**PROVIDED INFORMATION:**
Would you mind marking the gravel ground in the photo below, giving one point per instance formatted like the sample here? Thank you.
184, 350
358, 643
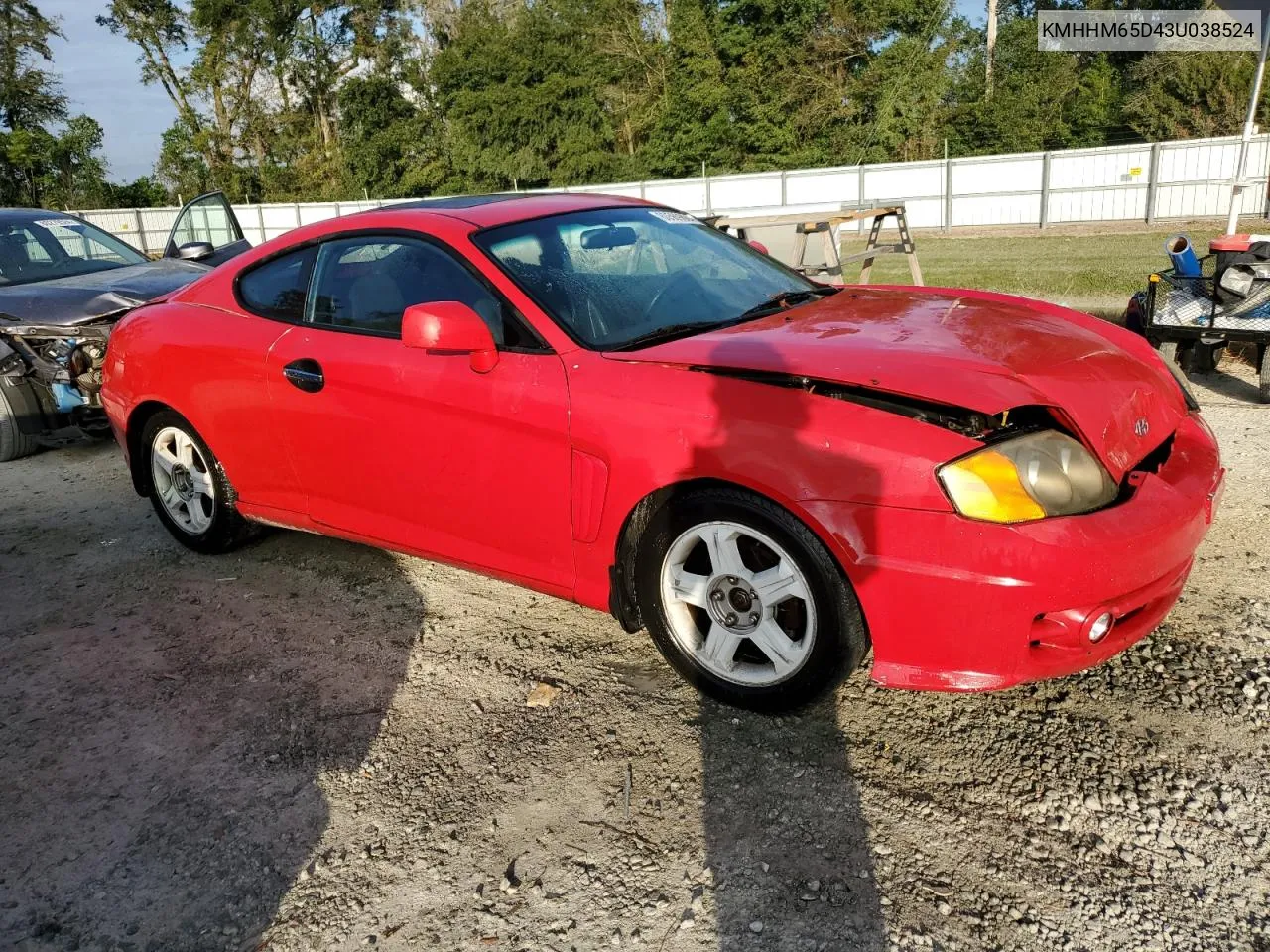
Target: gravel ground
313, 746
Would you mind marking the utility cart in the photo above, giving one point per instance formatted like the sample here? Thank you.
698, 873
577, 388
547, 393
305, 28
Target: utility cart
1192, 318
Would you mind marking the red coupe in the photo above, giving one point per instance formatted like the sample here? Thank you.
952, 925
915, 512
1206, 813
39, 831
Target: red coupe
610, 402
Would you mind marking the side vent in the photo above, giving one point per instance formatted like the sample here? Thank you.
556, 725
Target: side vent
589, 483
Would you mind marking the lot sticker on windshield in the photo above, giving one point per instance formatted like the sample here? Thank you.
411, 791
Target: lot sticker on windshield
675, 217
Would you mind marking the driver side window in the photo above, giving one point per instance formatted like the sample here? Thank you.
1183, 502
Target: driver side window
365, 284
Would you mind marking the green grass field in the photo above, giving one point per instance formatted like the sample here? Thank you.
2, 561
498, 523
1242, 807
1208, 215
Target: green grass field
1095, 273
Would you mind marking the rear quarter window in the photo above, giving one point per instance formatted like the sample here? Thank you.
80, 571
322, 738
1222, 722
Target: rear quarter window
277, 289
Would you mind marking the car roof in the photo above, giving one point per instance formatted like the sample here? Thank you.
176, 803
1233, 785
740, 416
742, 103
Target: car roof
488, 211
22, 214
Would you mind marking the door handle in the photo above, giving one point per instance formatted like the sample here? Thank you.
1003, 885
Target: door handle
307, 375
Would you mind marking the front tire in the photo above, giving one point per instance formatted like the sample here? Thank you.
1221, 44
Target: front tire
746, 602
14, 443
189, 486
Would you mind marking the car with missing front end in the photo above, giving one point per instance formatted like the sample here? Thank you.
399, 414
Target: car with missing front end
612, 403
64, 284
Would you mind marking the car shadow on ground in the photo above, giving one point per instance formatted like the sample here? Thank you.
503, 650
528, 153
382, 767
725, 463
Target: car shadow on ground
163, 748
785, 835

**EXERCISE PROMPT:**
In the listing above, find the line containing "Target: car with missing front end", then reproduce it and each line after it through the end, exactly and with nothing added.

**RESPONSE:**
Target: car with missing front end
612, 403
64, 284
Would you mind marking the car shadow on ground in the photo above, giving one point per instance formatted like the sample here? Thank you.
503, 650
528, 153
382, 767
725, 463
Target: car shadow on ground
163, 748
785, 835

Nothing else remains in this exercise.